- [DIRECTIONS FOR THIS TASK]: Copy out, unchanged, everything from the line containing "pin: dense woodland" down to the end of the rows.

Named-object pointing rows:

■ ■ ■ ■ ■ ■ ■

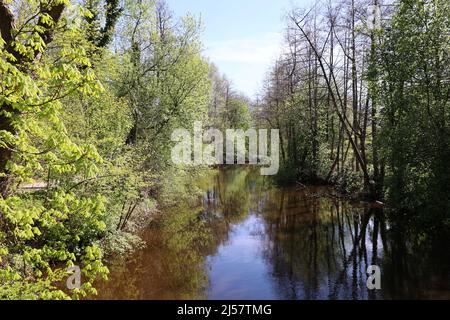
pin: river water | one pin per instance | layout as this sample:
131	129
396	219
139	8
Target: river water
247	239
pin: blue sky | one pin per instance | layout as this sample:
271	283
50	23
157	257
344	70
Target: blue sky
242	37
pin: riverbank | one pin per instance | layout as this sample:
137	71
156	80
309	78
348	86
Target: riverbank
249	239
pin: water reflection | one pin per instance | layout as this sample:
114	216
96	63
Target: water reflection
250	240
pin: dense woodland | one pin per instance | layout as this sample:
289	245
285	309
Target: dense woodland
91	91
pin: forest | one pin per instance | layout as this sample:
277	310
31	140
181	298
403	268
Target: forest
91	91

■ ■ ■ ■ ■ ■ ■

- [REPLY TO THE TASK]:
pin: dense woodland | one pin per instance | layout as this sample:
289	245
285	309
Target: dense woodland
91	91
pin: forest | one pin per instance | layout as this sample:
277	310
31	140
181	298
403	268
Target: forest
91	91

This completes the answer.